→ PROVIDED TEXT:
==========

5.2 Academic Misconduct Regarding Programming
In a programming class like our class, there is sometimes a very fine line between ”cheating” and acceptable
and beneficial interaction between peers. Thus, it is very important that you fully understand what is and
what is not allowed in terms of collaboration with your classmates. We want to be 100% precise, so that
there can be no confusion.
The rule on collaboration and communication with your classmates is very simple: you cannot transmit
or receive code from or to anyone in the class in any way—visually (by showing someone your code),
electronically (by emailing, posting, or otherwise sending someone your code), verbally (by reading code to
someone) or in any other way we have not yet imagined. Any other collaboration is acceptable.
The rule on collaboration and communication with people who are not your classmates (or your TAs or
instructor) is also very simple: it is not allowed in any way, period. This disallows (for example) posting
any questions of any nature to programming forums such as StackOverflow. As far as going to the web and
using Google, we will apply the ”two line rule”. Go to any web page you like and do any search that you
like. But you cannot take more than two lines of code from an external resource and actually include it in
your assignment in any form. Note that changing variable names or otherwise transforming or obfuscating
code you found on the web does not render the ”two line rule” inapplicable. It is still a violation to obtain
more than two lines of code from an external resource and turn it in, whatever you do to those two lines after
you first obtain them.
Furthermore, you should cite your sources. Add a comment to your code that includes the URL(s) that
you consulted when constructing your solution. This turns out to be very helpful when you’re looking at
something you wrote a while ago and you need to remind yourself what you were thinking.
Create a single document that has results for all three tasks. For each task, copy and paste the result that
your last Spark job wrote to Amazon S3. Also for each task, for each Spark job you ran, include a screen
shot of the Spark History.
Figure 1: Screenshot of Spark History
Please zip up all of your code and your document (use .zip only, please!), or else attach each piece of
code as well as your document to your submission individually.
Please have the latest version of your code on the GitHub. Zip the files from GitHub and submit as your
latest version of assignment work to the Blackboard. We will consider the latest version on the Blackboard
but it should exactly match your code on the GitHub

==========

→ DATA EXCERPTS:
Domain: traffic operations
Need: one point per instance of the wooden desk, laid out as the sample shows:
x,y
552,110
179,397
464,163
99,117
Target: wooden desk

==========

→ COMPLETE THE FOLLOWING:
1. Why does the academic misconduct section ask students to add the URLs they consulted as a comment in their code? Answer in one to three sentences.
2. Format every line of the wooden desk listing as a Markdown table with the columns Row and Listing line, numbering the rows and leaving out blank lines.

→ RESULTS OF THE TASKS:
1. Citing sources in a code comment helps when you look back at something you wrote a while ago and need to remind yourself what you were thinking.

2.
| Row | Listing line |
|---|---|
| 1 | Domain: traffic operations |
| 2 | Need: one point per instance of the wooden desk, laid out as the sample shows: |
| 3 | x,y |
| 4 | 552,110 |
| 5 | 179,397 |
| 6 | 464,163 |
| 7 | 99,117 |
| 8 | Target: wooden desk |